BOCCALINI, Rodolfo
Primogenito di Traiano, nacque dopo il 1584, anno del matrimonio del padre con Ersilia Ghislieri. Il B. era già adulto e, abbracciata la vita ecclesiastica, risiedeva a Roma, quando il padre si trasferì a Venezia ove morì 11 29 nov. 1613. In tale occasione il B. accorse da Roma e dai più intimi di Traiano apprese l'intenzione di far pubblicare anche i più imprudenti dei Ragguagli; lo incoraggiò a rispettare le disposizioni paterne il benedettino Angelo Grillo, che aveva introdotto Traiano nell'ambiente veneziano. Tuttavia la vagheggiata pubblicazione della Centuria postuma non venne mai realizzata.
Di nuovo a Roma, non sappiamo qual rango vi rivestisse e ne ignoriamo le precise mansioni: "parti" del Consiglio dei Dieci del 1627-29 lo dicono "don Ridolfo", "abate Ridolfo", mentre Gregorio Leti, disinvolto e spericolato manipolatore ed "inventore" delle "Lettere istoriche e politiche" di Traiano, nell'ammettere che tra queste "se ne trovano molte" del B., lo chiama, ancor più genericamente, "signor Ridolfo". Privo di saldi convincimenti e di scrupoli morali, si ha comunque l'impressione che la sua vita nella città papale trascorresse immeschinita e affannata dall'estenuante piccolo cabotaggio connesso con la sua certa veste di informatore venale a vantaggio di Venezia e, forse, della Francia, sempre a caccia di notizie e sempre pronto a trasmetterle, anche se di scarso rilievo e confinanti col pettegolezzo. Chiacchierone e pauroso, resta confinato nel petulante sottobosco dei piccoli spioni ed intriganti, i cui modesti compensi erano spesso amareggiati da improvvisi ordini d'incarcerazione. Come avvenne appunto pel B., il quale, con pudibonda reticenza, faceva più tardi notare al Consiglio dei Dieci quanto gli fosse costato il suo attaccamento alla Repubblica (è da presumere tutt'altro che gratuito) essendosi buscato ‟nelle turbolenze del Pontificato di Gregorio XV" il carcere "con l'intacco si puol dire della vita medesima".

* **Consegna 1**:
Secondo il brano, chi incoraggiò Rodolfo Boccalini a rispettare le disposizioni paterne?

[Record di annotazione a punti]
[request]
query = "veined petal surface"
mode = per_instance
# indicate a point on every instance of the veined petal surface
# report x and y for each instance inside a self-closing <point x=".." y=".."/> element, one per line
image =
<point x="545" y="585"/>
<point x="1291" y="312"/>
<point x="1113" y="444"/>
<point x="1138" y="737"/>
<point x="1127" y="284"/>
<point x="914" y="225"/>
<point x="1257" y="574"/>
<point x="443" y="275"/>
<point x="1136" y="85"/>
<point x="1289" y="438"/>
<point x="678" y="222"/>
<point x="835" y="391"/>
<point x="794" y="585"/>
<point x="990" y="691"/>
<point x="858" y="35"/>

* **Consegna 2**:
Esprimi, per favore, tutti i record di annotazione a punti come CSV a due colonne intitolate richiesta e risposta, con una riga per record. Racchiudi ogni campo tra virgolette e sostituisci gli a capo con spazi.

* **Risposta completa 1**:
Il benedettino Angelo Grillo.

* **Risposta completa 2**:
richiesta,risposta
"[request] query = ""veined petal surface"" mode = per_instance # indicate a point on every instance of the veined petal surface # report x and y for each instance inside a self-closing <point x="".."" y=""..""/> element, one per line image =","<point x=""545"" y=""585""/> <point x=""1291"" y=""312""/> <point x=""1113"" y=""444""/> <point x=""1138"" y=""737""/> <point x=""1127"" y=""284""/> <point x=""914"" y=""225""/> <point x=""1257"" y=""574""/> <point x=""443"" y=""275""/> <point x=""1136"" y=""85""/> <point x=""1289"" y=""438""/> <point x=""678"" y=""222""/> <point x=""835"" y=""391""/> <point x=""794"" y=""585""/> <point x=""990"" y=""691""/> <point x=""858"" y=""35""/>"